■ Bloc de texte ■
-----

Appelez-moi Ben
Je suis un jeune homme transgenre. Ça veut dire que, quand je suis né, le docteur a dit : « Félicitations ! C’est une fille ! » Mon père s’est évanoui et j’ai poussé un cri.
Quand j’avais 7 ans, je jouais à être un garçon dans ma tête. Je m’appelais Liam. C’est le prénom que mes parents m’auraient donné si le docteur avait dit : « Félicitations ! C’est un petit garçon ! » En tant que Liam, j’aimais dessiner. Je voulais devenir jardinier et élever des papillons, et j’avais les cheveux aux épaules.
Quand j’ai eu 18 ans, j’ai perdu ma meilleure amie, et mon premier amour. Ça a tout chamboulé. Tout mon monde s’est effondré autour de moi. Je me suis retrouvé seul et nu dans ma tête. J’ai dû reconstruire. Ramasser les morceaux. Les recoller. Ressouder. Mais je ne savais pas reconstruire le monde d’avant. J’ai découvert, dans les décombres, des choses qui étaient là, mais je ne le savais pas. J’ai reconstruit autrement. J’ai changé. J’ai appris.
De ces choses que j’ai déterrées des éboulements de ma vie d’ado, j’en ai trouvé une que je n’ai d’abord pas comprise. J’ai creusé. J’ai fouiné. J’ai parlé. Je suis… Je ne suis pas une fille. Voilà ce que j’ai trouvé dans mon deuil.

-----

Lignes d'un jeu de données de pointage
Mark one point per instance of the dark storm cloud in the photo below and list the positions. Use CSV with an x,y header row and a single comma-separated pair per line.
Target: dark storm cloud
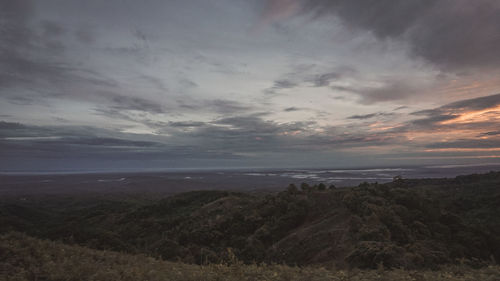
x,y
467,143
52,29
220,106
186,124
133,103
26,142
487,134
324,80
462,106
453,34
291,109
284,84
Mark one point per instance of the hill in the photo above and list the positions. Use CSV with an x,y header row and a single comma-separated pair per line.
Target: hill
x,y
411,224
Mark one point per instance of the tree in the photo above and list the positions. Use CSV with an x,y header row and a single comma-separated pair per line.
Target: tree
x,y
292,189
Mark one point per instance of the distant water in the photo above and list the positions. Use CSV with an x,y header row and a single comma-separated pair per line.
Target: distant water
x,y
178,180
347,177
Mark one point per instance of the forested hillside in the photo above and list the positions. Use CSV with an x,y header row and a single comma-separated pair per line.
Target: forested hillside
x,y
411,224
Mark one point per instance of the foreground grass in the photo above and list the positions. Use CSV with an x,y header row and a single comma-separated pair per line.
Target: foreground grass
x,y
26,258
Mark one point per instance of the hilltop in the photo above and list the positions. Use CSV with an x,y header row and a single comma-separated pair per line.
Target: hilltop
x,y
27,258
411,224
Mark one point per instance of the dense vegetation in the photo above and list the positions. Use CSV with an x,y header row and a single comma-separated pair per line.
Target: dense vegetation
x,y
411,224
26,258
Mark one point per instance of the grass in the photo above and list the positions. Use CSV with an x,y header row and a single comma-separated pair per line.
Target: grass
x,y
26,258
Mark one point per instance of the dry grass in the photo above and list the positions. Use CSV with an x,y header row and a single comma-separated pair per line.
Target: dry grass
x,y
26,258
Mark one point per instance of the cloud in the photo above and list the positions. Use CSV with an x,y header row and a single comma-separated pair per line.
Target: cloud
x,y
371,115
324,80
487,134
292,109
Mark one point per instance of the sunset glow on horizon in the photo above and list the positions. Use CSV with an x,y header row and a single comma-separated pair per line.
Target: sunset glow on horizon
x,y
264,83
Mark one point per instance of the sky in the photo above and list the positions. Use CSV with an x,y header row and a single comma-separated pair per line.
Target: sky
x,y
123,84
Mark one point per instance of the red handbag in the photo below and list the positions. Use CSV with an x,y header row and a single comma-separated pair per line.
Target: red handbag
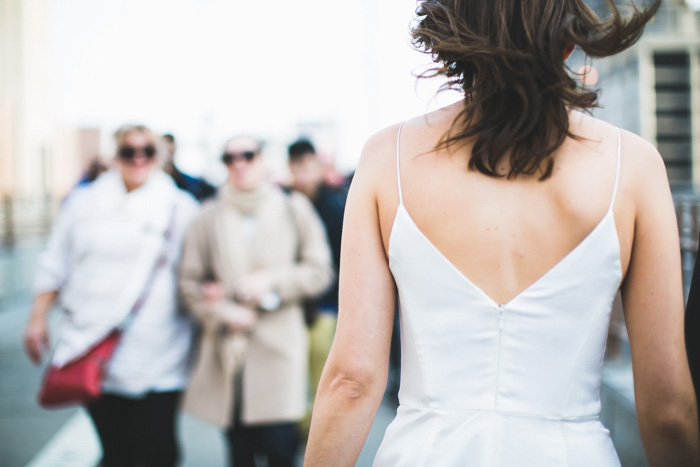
x,y
80,380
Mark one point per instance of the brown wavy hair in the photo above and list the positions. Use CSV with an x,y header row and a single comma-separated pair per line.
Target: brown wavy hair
x,y
507,58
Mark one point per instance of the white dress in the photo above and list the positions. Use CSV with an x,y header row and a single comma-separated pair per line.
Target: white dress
x,y
514,384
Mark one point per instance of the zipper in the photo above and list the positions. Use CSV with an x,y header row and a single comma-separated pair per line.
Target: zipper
x,y
498,354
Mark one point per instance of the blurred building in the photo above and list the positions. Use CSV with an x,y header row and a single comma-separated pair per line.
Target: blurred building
x,y
653,88
39,161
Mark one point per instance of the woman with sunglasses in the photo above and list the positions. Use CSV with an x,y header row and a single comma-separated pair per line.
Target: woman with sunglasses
x,y
508,222
103,247
249,260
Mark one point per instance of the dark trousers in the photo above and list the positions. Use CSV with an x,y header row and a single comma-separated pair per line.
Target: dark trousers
x,y
277,442
137,432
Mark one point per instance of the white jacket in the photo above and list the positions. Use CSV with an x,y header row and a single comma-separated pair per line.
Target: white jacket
x,y
100,253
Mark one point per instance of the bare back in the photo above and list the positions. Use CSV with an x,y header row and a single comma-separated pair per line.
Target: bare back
x,y
505,234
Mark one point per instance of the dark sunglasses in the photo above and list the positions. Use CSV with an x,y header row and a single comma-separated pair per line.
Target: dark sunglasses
x,y
230,157
128,153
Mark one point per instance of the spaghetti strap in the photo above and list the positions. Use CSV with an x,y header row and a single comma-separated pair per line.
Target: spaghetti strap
x,y
398,171
617,170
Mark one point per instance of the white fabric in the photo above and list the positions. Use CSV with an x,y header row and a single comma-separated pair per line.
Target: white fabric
x,y
100,253
488,384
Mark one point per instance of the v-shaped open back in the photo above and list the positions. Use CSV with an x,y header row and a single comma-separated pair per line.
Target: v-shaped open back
x,y
484,383
602,226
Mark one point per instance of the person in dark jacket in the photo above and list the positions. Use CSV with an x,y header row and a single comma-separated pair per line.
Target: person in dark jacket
x,y
197,187
309,178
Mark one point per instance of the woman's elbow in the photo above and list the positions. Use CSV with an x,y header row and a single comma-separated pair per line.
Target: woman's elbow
x,y
673,420
353,386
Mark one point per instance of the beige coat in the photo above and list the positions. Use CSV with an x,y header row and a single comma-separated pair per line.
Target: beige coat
x,y
292,251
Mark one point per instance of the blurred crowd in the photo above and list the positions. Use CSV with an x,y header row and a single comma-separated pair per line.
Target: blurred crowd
x,y
238,321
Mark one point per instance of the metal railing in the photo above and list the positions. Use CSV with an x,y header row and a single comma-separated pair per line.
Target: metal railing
x,y
26,218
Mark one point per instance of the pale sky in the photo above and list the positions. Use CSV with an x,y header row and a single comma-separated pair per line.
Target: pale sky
x,y
206,70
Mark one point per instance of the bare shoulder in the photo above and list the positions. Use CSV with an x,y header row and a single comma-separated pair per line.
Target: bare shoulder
x,y
641,163
377,162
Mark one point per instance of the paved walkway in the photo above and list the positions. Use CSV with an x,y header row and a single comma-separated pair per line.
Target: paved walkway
x,y
31,436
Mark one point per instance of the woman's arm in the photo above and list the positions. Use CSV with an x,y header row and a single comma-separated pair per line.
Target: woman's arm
x,y
653,302
36,336
354,377
53,270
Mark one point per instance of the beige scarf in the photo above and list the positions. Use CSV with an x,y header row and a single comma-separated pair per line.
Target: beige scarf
x,y
275,230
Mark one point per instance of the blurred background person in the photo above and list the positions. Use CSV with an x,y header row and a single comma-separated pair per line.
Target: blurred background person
x,y
249,260
96,168
198,187
309,178
102,249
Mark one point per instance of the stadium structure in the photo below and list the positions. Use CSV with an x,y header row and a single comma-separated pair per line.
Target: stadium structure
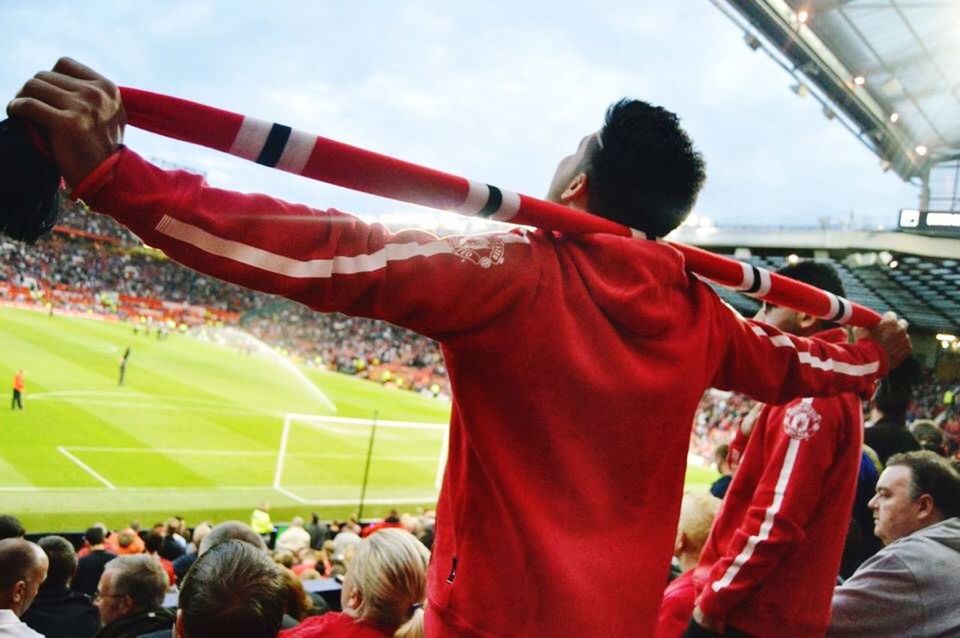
x,y
885,71
880,72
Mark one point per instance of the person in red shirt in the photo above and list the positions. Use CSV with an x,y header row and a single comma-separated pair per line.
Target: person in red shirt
x,y
383,593
18,387
773,555
637,338
697,512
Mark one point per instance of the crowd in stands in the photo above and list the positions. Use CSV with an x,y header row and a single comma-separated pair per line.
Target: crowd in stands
x,y
320,579
91,263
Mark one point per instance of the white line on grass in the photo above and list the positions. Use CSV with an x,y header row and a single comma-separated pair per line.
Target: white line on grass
x,y
195,452
86,468
410,425
290,494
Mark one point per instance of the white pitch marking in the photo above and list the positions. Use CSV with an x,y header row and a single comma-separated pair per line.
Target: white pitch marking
x,y
290,494
86,468
263,453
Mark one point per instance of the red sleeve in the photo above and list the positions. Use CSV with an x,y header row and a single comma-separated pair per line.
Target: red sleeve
x,y
795,457
775,367
326,260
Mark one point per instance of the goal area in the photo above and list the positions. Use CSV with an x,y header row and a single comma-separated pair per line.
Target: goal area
x,y
329,460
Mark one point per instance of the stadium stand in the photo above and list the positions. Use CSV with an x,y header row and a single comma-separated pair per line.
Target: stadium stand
x,y
91,265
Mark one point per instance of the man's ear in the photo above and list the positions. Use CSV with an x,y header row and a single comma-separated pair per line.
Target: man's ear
x,y
925,506
575,194
355,599
19,591
806,322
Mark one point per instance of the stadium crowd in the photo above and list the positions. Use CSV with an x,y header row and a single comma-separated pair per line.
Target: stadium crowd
x,y
800,482
91,263
319,579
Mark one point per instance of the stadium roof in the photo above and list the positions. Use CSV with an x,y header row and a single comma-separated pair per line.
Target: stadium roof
x,y
916,277
888,69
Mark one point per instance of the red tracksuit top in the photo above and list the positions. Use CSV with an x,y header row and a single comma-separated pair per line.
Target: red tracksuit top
x,y
576,364
771,562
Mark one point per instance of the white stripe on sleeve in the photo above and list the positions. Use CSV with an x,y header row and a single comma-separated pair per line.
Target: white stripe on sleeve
x,y
805,358
306,269
250,138
296,152
779,491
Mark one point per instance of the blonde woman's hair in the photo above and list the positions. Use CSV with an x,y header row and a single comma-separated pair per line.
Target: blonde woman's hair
x,y
390,572
697,512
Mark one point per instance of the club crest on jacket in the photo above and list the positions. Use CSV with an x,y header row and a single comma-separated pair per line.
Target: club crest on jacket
x,y
801,421
483,250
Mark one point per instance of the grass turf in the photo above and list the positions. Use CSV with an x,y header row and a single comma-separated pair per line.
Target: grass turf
x,y
195,431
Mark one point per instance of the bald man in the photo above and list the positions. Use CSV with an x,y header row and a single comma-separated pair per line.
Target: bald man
x,y
23,567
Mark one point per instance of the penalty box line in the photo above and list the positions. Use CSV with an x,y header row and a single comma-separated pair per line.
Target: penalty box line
x,y
86,468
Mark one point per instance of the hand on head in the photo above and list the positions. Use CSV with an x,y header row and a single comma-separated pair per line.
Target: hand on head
x,y
891,335
80,112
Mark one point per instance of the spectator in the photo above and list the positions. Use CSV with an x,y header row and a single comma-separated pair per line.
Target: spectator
x,y
299,603
129,542
23,567
928,435
697,512
383,593
130,598
295,538
392,520
719,487
182,564
774,552
909,588
604,298
152,547
90,567
232,530
260,521
233,589
174,545
888,434
11,527
58,612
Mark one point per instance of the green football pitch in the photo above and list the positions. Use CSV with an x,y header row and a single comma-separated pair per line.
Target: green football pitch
x,y
200,430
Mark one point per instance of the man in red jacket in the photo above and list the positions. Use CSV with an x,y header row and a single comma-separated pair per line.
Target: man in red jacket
x,y
636,337
771,562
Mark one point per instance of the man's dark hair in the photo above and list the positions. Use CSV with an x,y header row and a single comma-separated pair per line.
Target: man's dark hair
x,y
11,527
931,474
18,559
818,274
232,530
63,561
233,589
644,172
94,535
153,542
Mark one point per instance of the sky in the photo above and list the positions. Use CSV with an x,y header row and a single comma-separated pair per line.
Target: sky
x,y
495,91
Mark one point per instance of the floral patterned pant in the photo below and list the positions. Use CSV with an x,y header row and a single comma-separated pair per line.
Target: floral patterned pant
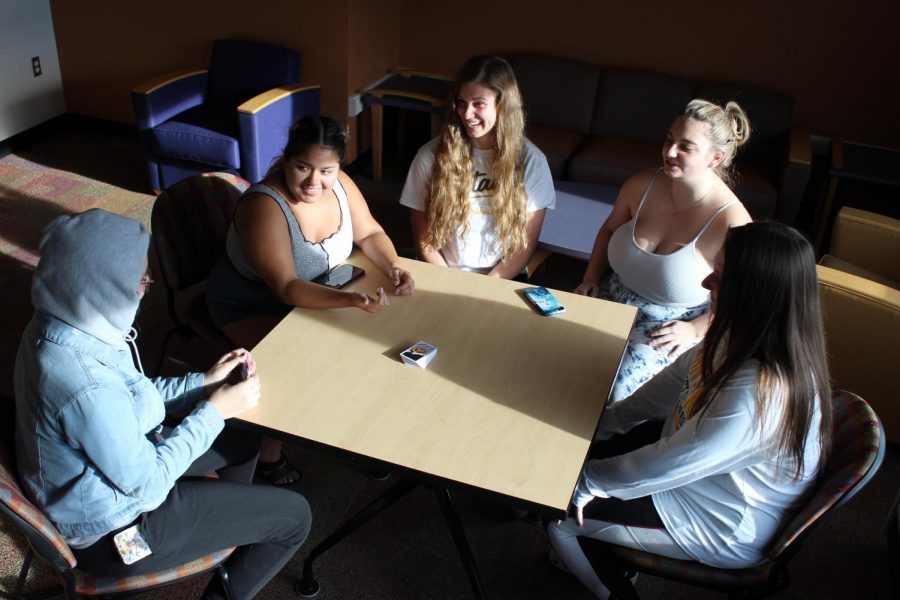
x,y
641,361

-----

■ Objectif ■
Reprenez le récit « Appelez-moi Ben » après sa dernière phrase et poursuivez-le.

■ Réponse ■
Ni un délire, ni une réaction traumatique
C’était posé tout au fond, en-dessous des éboulis. J’ai tout remonté, réassemblé, ressoudé… et, dessous, il y avait cette chose que j’avais oubliée. J’ai fait de la place pour qu’elle puisse exister dans ma tête, avec le reste. Alors, je ne suis pas une fille. C’est pourtant ce que le docteur avait dit, quand je suis né et que ma mère pleurait et que mon père s’évanouissait. Je… suis qui ? Je suis moi.
J’ai 23 ans et il y a des années que j’ai trouvé la réponse. Je suis qui je veux, qui je suis, qui je crois que je suis. Et c’est tout. Et c’est beau. Et ça me suffit. Je suis comme moi. Pas tous les jours exactement le même, pas tout le temps fidèle. Je suis différent et semblable à tous les autres. Je suis infiniment plus qu’un genre et pleinement un genre tout de même. Je veux être à fond, être entièrement, être moi. Appelez-moi Ben ! Je suis un garçon. J’ai 23 ans. Je suis un homme.
Le décès de ma meilleure amie a été un élément déclencheur de beaucoup de choses dans ma vie. Alors bien sûr, c’est lié. Cependant, contrairement à ce que mes parents peuvent en dire, mon identité de genre n’est pas un délire, une réaction traumatique ou une manière de déplacer mon mal-être sur un problème plus « acceptable » pour moi (sérieusement, est-ce qu’être trans c’est plus acceptable qu’être traumatisé ? Que faire son deuil ? Qu’être amoureux·se de sa meilleure amie ? Non. Non, la réponse est non. Je me serais contenté de « lesbienne dépressive au passé torturé »).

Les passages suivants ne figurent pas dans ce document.